▶ _Extract to read_:
Agha Hassan Abedi thought that, given this philosophy rooted in the desire to reduce poverty, his bank could possibly become the largest bank in the world. But that was not to happen because the regulatory lapses of the 1970s permitted development of serious weaknesses in the global banking system because central banks in the recently de-colonised countries weren't cognisant of these weaknesses.
It is frightening to recall the pace at which central banks allowed bank network expansion ignoring the gaps it left in their risk management capabilities. BCCI's weaknesses too were rooted in the pace at which it expanded, and these weaknesses were compounded by the fact that bankers from overly regulated markets (Pakistan and India) were exposed to deregulated environments.
In his report on BCCI's collapse, Lord Bingham blamed the bank's trading losses that reflected "incompetence, and errors of unsophisticated amateurs venturing into highly technical and sophisticated markets". He pointed to two key losses - US $650 million on lending to Gokal Shipping, and US $285 million on delayed covering of currency and commodity option contracts. But he didn't find any proof of involvement in criminal activities.
In late 1991, CNN telecast live an inquest into the collapse of BCCI by a sub-committee of the US Senate. After detailed depositions by Masih-ur-Rehman (BCCI's ex-CFO), and representatives of the Fed, Comptroller of Currency, FBI, DEA and CIA, and examining the evidence presented before the committee, its chairman concluded that BCCI should have been re-structured, not closed.

▶ _Dataset content_:
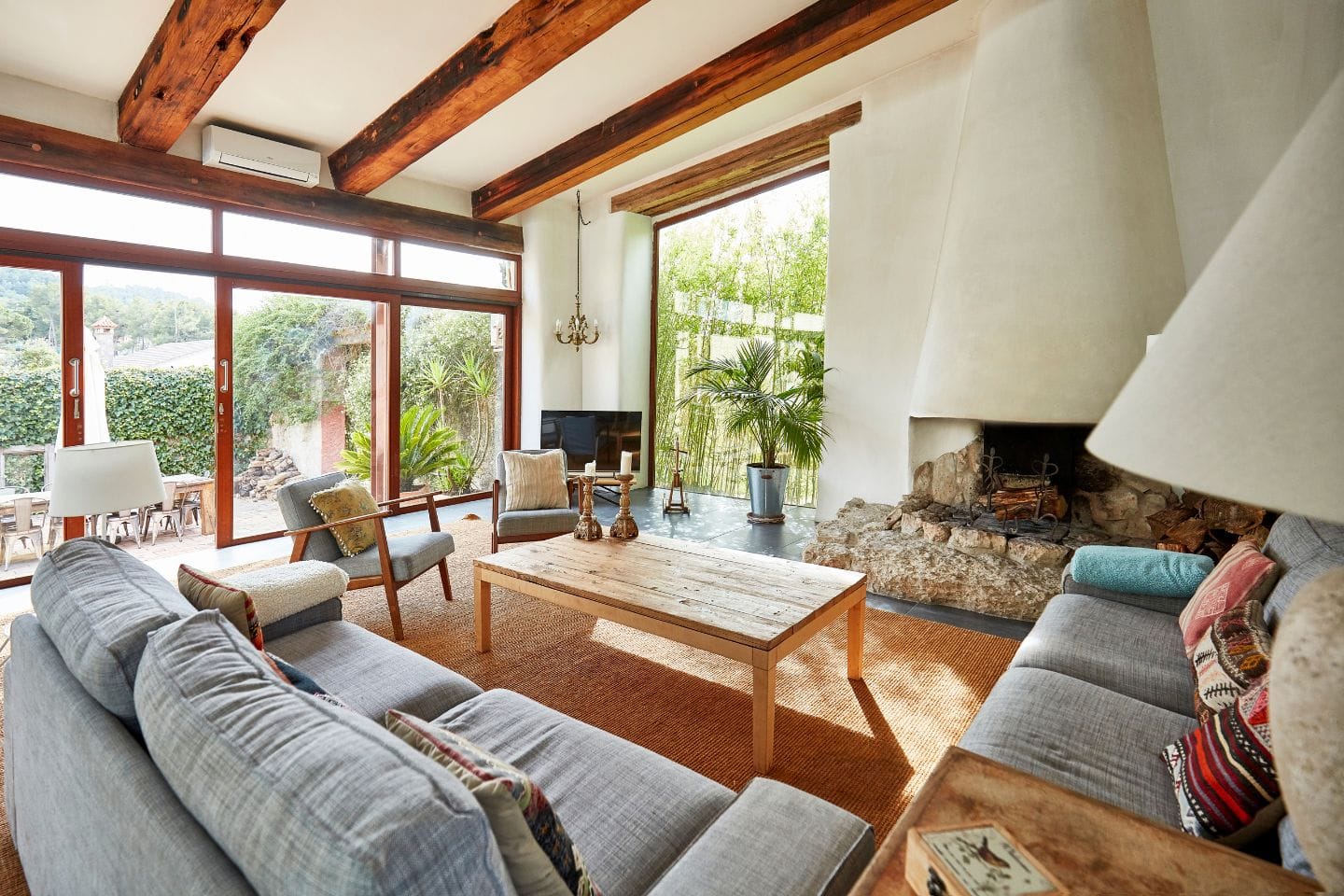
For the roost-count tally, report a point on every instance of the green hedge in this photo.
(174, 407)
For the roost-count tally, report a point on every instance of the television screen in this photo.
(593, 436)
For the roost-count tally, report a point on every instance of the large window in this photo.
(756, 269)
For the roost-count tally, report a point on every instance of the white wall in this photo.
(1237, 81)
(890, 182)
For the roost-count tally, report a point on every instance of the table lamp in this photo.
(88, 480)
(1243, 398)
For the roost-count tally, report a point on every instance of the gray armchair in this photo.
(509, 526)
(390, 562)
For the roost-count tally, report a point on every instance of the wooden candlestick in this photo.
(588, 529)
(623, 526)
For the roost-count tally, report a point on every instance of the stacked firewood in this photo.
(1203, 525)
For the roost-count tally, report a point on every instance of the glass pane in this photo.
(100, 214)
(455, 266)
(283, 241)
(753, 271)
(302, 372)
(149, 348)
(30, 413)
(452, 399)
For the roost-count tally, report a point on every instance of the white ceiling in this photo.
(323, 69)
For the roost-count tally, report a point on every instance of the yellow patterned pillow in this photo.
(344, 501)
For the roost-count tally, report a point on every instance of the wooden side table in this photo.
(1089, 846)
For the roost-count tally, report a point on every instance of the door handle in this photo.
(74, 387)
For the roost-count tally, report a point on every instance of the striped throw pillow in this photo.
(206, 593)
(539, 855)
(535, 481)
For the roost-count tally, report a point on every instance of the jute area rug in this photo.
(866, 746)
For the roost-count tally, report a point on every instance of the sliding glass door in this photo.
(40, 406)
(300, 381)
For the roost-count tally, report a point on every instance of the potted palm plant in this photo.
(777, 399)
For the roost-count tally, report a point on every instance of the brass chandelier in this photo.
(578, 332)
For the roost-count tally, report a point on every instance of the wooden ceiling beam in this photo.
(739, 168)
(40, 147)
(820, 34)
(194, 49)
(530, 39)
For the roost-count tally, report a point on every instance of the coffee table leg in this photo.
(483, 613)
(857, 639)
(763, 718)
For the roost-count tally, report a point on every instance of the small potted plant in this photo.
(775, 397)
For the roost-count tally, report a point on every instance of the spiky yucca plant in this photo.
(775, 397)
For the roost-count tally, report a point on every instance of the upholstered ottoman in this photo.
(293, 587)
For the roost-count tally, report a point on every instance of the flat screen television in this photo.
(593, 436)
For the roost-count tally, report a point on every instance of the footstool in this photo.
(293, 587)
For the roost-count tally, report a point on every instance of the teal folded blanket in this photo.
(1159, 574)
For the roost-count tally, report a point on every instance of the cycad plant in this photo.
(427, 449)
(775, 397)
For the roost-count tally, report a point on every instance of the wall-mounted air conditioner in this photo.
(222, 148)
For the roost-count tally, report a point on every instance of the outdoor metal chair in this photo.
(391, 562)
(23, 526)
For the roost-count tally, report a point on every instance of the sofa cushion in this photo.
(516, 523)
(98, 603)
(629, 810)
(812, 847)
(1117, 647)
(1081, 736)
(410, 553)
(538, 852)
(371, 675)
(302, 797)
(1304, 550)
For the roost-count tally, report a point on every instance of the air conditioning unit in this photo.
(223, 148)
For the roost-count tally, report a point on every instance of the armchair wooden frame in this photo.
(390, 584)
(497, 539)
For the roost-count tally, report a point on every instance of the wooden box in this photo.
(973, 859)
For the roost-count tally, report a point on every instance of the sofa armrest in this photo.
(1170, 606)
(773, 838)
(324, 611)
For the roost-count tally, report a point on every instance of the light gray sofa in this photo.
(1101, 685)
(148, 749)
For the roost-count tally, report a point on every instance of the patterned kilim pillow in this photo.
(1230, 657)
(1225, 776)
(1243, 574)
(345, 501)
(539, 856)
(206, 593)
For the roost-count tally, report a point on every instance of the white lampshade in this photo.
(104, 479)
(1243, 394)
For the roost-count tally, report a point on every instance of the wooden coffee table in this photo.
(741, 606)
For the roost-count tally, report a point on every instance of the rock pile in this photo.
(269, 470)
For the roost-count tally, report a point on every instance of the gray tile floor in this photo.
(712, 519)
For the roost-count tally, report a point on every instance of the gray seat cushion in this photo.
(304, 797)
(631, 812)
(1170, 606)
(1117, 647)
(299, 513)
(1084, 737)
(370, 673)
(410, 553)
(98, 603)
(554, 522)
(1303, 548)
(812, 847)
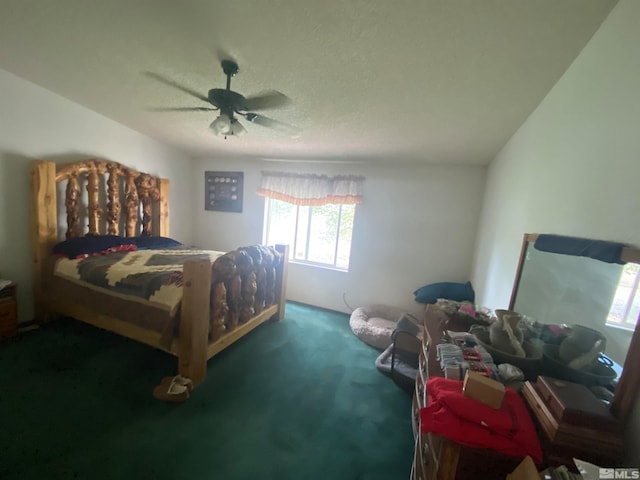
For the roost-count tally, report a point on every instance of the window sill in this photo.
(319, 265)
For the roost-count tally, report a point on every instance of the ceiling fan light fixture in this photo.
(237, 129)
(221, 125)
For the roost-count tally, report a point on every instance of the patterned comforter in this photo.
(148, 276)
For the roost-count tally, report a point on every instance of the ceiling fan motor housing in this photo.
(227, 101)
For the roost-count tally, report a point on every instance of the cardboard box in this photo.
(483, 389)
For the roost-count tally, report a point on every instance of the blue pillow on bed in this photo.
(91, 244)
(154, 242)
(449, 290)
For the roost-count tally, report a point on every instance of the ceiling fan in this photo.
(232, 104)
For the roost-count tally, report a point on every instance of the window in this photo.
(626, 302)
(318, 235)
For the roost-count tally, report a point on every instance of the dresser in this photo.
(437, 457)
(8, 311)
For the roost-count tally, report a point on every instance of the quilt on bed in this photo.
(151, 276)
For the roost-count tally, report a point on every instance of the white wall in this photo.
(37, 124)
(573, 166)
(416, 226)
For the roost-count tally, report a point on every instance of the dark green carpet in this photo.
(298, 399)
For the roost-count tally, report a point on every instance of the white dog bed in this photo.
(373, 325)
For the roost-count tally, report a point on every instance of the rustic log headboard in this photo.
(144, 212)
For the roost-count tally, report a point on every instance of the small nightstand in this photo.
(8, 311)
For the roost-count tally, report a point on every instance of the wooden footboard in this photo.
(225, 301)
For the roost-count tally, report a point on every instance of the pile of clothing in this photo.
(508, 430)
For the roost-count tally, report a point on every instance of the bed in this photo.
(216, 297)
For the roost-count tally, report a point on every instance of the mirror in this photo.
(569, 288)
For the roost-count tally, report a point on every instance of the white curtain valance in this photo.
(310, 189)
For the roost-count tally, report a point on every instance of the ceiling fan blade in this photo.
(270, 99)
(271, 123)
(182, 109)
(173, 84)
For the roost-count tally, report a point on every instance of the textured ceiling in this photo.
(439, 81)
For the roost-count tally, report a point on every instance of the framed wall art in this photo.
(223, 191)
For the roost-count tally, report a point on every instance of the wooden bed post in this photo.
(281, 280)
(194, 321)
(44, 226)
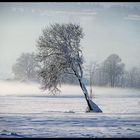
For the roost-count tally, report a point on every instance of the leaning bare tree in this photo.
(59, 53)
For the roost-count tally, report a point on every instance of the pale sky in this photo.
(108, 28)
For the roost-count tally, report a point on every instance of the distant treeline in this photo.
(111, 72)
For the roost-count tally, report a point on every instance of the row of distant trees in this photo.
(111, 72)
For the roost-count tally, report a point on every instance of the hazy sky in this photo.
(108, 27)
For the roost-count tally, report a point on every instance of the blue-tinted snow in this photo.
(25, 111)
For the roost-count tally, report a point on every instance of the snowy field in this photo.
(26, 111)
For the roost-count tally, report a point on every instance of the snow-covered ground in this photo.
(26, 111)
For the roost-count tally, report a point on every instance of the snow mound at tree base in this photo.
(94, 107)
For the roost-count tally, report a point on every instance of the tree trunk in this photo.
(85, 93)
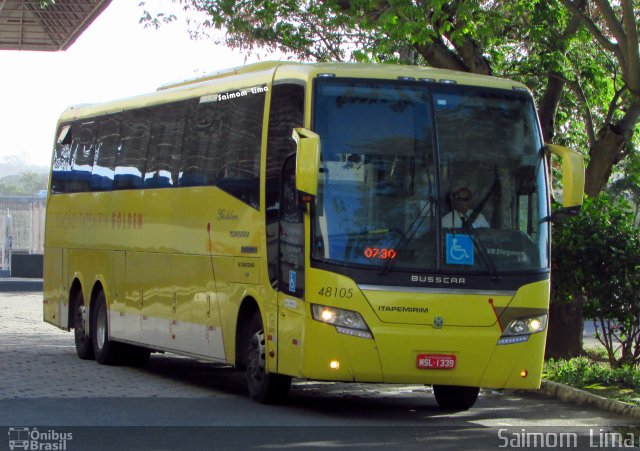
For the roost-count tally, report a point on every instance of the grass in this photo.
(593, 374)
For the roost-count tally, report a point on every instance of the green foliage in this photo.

▶ _Prompt A_: Summarize the passage on BCCI's collapse in two sentences.
▶ _Prompt B_: Please carry the passage on BCCI's collapse forward from its final sentence.
The entries are not needed here.

▶ _Exercise response A_: BCCI's weaknesses were rooted in the pace at which it expanded and were compounded by bankers from overly regulated markets being exposed to deregulated environments. Lord Bingham's report blamed trading losses, including US $650 million on lending to Gokal Shipping, but found no proof of criminal involvement, and a US Senate sub-committee chairman concluded that BCCI should have been restructured, not closed.

▶ _Exercise response B_:
He then asked the CIA representative "why then was the bank closed down?" Despite being monumentally brief, the CIA representative's reply was colossal in what it covered up; he said "Sir, we had decided that the bank should be closed", 'we' denoting the US that, since 1942, decides what should or shouldn't happen on this planet. I am sure CNN still has a copy of the recording of this senate meeting.
Also, there is no proof of BCCI's role in insurgencies because it never had any political affiliations. But the roles of Banca Commercial Italiana in the alleged Vatican-sponsored insurgencies against Latin American regimes, BankAmerica in toppling socialist regimes in Latin America, Chase Manhattan in acting as a conduit for arming Afghan Mujahideen, and Barclays in sustaining apartheid in Britain's African colonies, are no secret. And that's not all. According to The Economist magazine, in the 1990s Barclays, Morgan Guaranty and Citibank were involved in transferring state funds into Swiss bank accounts of Russia's Boris Yeltsin and his cronies. Half of these funds were IMF loans for badly needed structural adjustments to help Russia overcome its Balance of Payment problems.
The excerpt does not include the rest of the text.